_Written request_
Do the statements (a)–(c) agree with the article below about Verizon's request for alternative regulation in Ohio? Answer each with yes or no, quoting the deciding words of the article. (a) The PUCO gave a date when it would reconsider the suspended matter. (b) Under alternative regulation, the annual cap for basic service is $1.25 per month. (c) The Consumers' Counsel contends there is no competition for customers who want only basic service and caller ID.

_Page_
•••

However, with “alternative regulation” as long as the utility can prove it functions in a competitive environment and that there is no barrier to the entry of other competitors, it can act at will.

That is what Verizon is seeking, which could mean a possible $21 more a year on each phone bill, says the Office of Ohio Consumers’ Counsel. That Columbus-based watchdog has questioned the need for a rate hike and for the approval of alternative regulation.

With alternative regulation there is an annual cap of $1.25 per month for basic service and 50 cents a month for Caller ID, which could add up to a maximum of $21 a year.

That could mean for Verizon “pricing freedom so the rates can go up and up,” Ray Lippe of the Consumers’ Counsel said in an interview in November.

On Monday the PUCO entered an order stating “in order to provide additional time for the Commission to evaluate all evidence on the record, this matter shall be suspended.”

There is a test set up by the PUCO whereby a utility is supposed to show the competition in its service area and what phone service options its customers have, Lippe said.

“It is really up to the PUCO whether the utility company has met its burden of proof that there is competition,” Lippe has said. “We would maintain that it is not true.”

For the customer who wants more elaborate options including wireless service, dish TV, bundled packages, there are options as far as company choices, according to Lippe. For the customer who wants the basic service — a dial tone — and caller ID, the counsel contends there is no competition.

However, Verizon contended it has asked for alternative regulation because it is looking for a “more level playing field,” Lee Giercyznski, a Verizon spokesman, said.

“The telecommunications industry has dramatically changed over the last decade and companies like Verizon face some stiff competition from other telephone service providers, wireless service, cable companies, Internet-based phone providers as well as competition from technology like instant messaging that allow people to communicate with a telephone,” he said.

“The way the competitive environment operates we need to be able to respond quickly. This type of flexibility will allow us to do that.”

The PUCO did not state any reason for the suspension or a date when it would reconsider it.

“At least to put it on hold is better than approving it,” Lippe said on Wednesday. “We would certainly hope they would consider denying it. We do not think there is enough competition.”

•••

_Dataset excerpts_
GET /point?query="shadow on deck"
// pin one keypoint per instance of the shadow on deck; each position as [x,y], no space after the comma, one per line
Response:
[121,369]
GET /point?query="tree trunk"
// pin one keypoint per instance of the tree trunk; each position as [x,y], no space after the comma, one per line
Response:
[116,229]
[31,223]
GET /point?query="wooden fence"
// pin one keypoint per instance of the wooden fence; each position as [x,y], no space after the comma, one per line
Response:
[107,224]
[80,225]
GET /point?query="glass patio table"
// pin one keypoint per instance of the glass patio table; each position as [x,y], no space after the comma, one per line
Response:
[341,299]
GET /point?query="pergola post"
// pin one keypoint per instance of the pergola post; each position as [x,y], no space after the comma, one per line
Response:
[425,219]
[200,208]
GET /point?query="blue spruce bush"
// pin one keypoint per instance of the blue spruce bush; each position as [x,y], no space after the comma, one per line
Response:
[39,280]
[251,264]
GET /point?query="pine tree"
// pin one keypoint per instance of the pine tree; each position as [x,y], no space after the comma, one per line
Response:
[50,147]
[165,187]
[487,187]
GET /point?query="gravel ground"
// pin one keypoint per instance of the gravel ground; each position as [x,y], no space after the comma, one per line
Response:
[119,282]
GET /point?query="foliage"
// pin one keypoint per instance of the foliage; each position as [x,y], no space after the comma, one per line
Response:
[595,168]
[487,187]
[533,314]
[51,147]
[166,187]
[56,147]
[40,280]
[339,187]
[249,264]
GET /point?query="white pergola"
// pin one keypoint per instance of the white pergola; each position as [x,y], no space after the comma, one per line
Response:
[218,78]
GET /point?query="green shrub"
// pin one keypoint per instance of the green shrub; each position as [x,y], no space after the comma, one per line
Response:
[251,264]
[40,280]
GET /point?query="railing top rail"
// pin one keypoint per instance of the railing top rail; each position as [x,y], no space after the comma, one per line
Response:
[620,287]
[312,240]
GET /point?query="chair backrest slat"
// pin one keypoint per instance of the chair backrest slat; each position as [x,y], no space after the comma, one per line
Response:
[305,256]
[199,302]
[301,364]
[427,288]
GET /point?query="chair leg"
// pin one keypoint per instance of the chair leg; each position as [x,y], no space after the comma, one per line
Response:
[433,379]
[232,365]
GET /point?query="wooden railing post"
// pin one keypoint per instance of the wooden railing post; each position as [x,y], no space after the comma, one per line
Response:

•••

_Correct output_
(a) No: "The PUCO did not state any reason for the suspension or a date when it would reconsider it."
(b) Yes: "there is an annual cap of $1.25 per month for basic service"
(c) Yes: "For the customer who wants the basic service — a dial tone — and caller ID, the counsel contends there is no competition."